> [Passage fourni]:

Nestor Burma : Du Rififi à Ménilmontant

Tardi avait lancé la série Nestor Burma en 1982. Jusqu’en 2000, il réalisera quatre albums supplémentaires dont un hors-série avant de laisser la place à de nouveaux auteurs. Le créateur d’Adèle Blanc-Sec revient, en 2024, avec un nouvel hors-série.

Du Rififi à Ménilmontant Casterman couverture

©Casterman – Nestor Burma : Du Rififi à Ménilmontant – Tardi

Décembre 1957. Nestor Burma est grippé mais se rend à son bureau où l’attend une nouvelle cliente : madame Manchol. Cette dame explique qu’elle a tué son mari et laissé le cadavre dans leur appartement du XXe arrondissement de Paris avant de… se suicider devant le malheureux détective privé. Celui-ci part alors enquêter.

Du Rififi à Ménilmontant Casterman planche 55

©Casterman – Nestor Burma : Du Rififi à Ménilmontant – Tardi

Une ballade à Ménilmontant

Si Tardi est un excellent adaptateur (voir le Cri du peuple d’après Jean Vautrin ou le magnifique M’as-tu vu en cadavre dans la série Nestor Burma), il faut reconnaître que lorsqu’il doit écrire une histoire originale, ce n’est pas toujours une réussite. Il suffit de lire le dernier Adèle Blanc-Sec pour s’en convaincre. Alors, si le lecteur pouvait se réjouir de voir Tardi reprendre le personnage de Léo Malet, il pouvait aussi avoir quelques craintes en découvrant qu’il s’agissait d’une histoire inédite issue de la plume de Tardi.

Des craintes peu justifiées dans les premières planches de l’album : l’intrigue proposée est rapidement mise en place, le trait de Tardi est toujours aussi affûté, le rythme est maîtrisé… Non, vraiment tous les voyants sont au vert. Malheureusement, cela ne dure pas ! La suite de l’album pourrait se résumer à : « Nestor Burma se promène dans le XXe arrondissement en manquant de se faire écraser par une voiture verte » !

> [Matériel fourni]:
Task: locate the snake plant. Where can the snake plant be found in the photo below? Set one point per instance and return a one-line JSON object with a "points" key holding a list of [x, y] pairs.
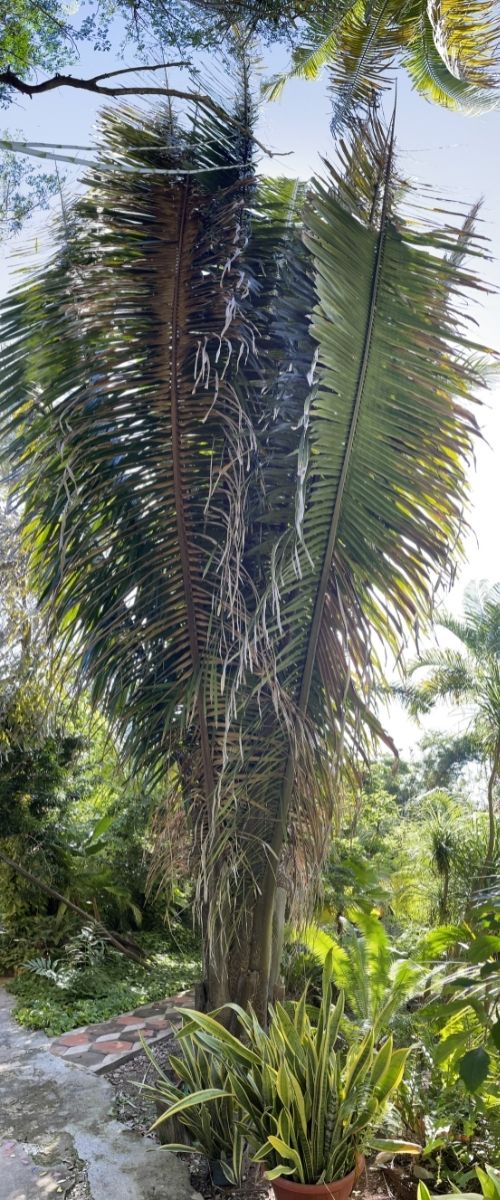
{"points": [[212, 1128], [489, 1181], [308, 1107]]}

> [Tâches]:
(a) Retapez, s'il vous plaît, le segment du passage fourni qui va de « Du Rififi à Ménilmontant Casterman couverture » jusqu'à « part alors enquêter. ».
(b) D'après le passage fourni, en quelle année Tardi a-t-il lancé la série Nestor Burma ?

> [Réponses]:
(a)
Du Rififi à Ménilmontant Casterman couverture

©Casterman – Nestor Burma : Du Rififi à Ménilmontant – Tardi

Décembre 1957. Nestor Burma est grippé mais se rend à son bureau où l’attend une nouvelle cliente : madame Manchol. Cette dame explique qu’elle a tué son mari et laissé le cadavre dans leur appartement du XXe arrondissement de Paris avant de… se suicider devant le malheureux détective privé. Celui-ci part alors enquêter.

(b) Tardi a lancé la série Nestor Burma en 1982.